[How to complete this task]
Please set down each line of the data again, unchanged.

:: Input data ::

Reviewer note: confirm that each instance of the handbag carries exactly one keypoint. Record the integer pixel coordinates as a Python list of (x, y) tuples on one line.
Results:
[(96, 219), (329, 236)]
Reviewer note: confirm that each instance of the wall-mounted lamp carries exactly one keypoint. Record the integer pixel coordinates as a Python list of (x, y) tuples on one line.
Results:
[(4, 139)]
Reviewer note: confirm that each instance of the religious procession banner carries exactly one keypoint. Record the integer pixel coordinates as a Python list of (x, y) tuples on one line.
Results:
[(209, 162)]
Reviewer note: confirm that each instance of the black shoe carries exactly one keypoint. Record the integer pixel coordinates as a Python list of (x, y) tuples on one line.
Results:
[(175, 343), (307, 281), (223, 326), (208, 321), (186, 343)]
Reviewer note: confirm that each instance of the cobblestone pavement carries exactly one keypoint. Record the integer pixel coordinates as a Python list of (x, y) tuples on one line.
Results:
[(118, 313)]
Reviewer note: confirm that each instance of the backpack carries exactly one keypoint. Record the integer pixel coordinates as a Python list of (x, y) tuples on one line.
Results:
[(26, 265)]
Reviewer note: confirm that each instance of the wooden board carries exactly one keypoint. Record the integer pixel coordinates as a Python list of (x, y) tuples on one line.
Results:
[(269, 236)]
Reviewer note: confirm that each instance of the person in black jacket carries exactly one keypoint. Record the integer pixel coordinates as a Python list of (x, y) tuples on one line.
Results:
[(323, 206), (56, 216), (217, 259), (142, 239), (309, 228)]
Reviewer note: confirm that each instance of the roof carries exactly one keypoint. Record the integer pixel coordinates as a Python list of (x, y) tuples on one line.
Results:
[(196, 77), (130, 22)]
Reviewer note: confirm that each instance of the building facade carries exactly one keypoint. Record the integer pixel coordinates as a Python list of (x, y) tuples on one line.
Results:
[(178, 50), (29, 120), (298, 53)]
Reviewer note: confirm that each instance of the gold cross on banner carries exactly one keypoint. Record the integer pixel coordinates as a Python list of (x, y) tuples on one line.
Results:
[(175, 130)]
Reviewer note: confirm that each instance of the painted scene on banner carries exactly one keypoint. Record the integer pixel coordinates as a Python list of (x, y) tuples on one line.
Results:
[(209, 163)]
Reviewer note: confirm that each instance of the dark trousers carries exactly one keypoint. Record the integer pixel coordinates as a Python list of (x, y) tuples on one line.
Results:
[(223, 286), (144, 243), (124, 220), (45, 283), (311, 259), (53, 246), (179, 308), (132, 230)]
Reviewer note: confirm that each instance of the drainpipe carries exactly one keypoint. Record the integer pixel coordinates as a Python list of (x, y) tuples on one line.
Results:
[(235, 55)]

:::

[Final answer]
Reviewer note: confirm that each instance of the handbag carries exactly one keypoint. Record the integer pixel coordinates as a Python list of (x, y) tuples on one line.
Results:
[(96, 219), (329, 236)]
Reviewer note: confirm that each instance of the wall-mounted lamp carries exactly one keypoint. Record the integer pixel coordinates as a Python list of (x, y) tuples on one line.
Results:
[(4, 139)]
Reviewer note: confirm that each instance of the religious procession banner carries exactly one keypoint. Record the integer pixel coordinates as a Python list of (x, y) tuples on one line.
Results:
[(209, 162)]
Reviewer note: confirm that each instance of the black shoe carries exactly one keypoint. Record the integer pixel coordinates as a Python list of (x, y) tuples on one line.
Results:
[(175, 343), (307, 281), (223, 326), (208, 321), (186, 343)]
Reviewer note: confirm that each instance of the cobblestone pavement carries exactly one keypoint. Record the integer pixel coordinates as a Python list of (x, y) tuples on one line.
Results:
[(118, 313)]
Reviewer note: confirm that each instance of the backpack carries exactly one keypoint. Record the integer pixel coordinates as a Python list of (x, y) tuples on one line.
Results:
[(26, 265)]
Reviewer note: confirm that each instance of the wooden board carries exactly one keypoint. Record the integer pixel coordinates as a Python list of (x, y) tuples on one line.
Results:
[(269, 236)]
Reviewer note: confirm that each instance of the person in black jacket carries exactly one keypoint. Record the integer pixel coordinates as a Python list of (x, y) tuples on one line.
Results:
[(323, 206), (56, 216), (217, 259), (142, 239), (309, 228)]
Reviewer note: confirm that each instance of the roof carries exactly one keypoint. Record the integer pixel coordinates as a Python list of (x, y) tuples on one line.
Results:
[(196, 77), (130, 22)]
Reviewer note: confirm that each instance of the building facade carries exactly one keypoint. Record the integer pixel coordinates as a Python list of (x, y) tuples on one line.
Results:
[(178, 50), (29, 120), (298, 53)]
Reviewer note: confirm that each instance of the gold cross on banner carries exactly one keypoint. Record the integer pixel coordinates as a Python list of (x, y) tuples on one line.
Results:
[(175, 130)]
Reviewer note: confirm that each instance of the painted scene on banner carries exactly one keypoint. Record the integer pixel coordinates as a Python list of (x, y) tuples on one line.
Results:
[(209, 163)]
Reviewer note: confirm that each instance of the dark trousers carries exactly one keypoint. Record the integer pixel coordinates as a Python list of (x, y) tuples on one line.
Results:
[(223, 286), (144, 243), (124, 220), (45, 283), (311, 259), (53, 246), (179, 308), (132, 230)]
Reviewer note: confirm that each instance of the drainpipe carries exactly one keypoint. Record the integer pixel coordinates as a Python list of (x, y) tuples on one line.
Results:
[(235, 55)]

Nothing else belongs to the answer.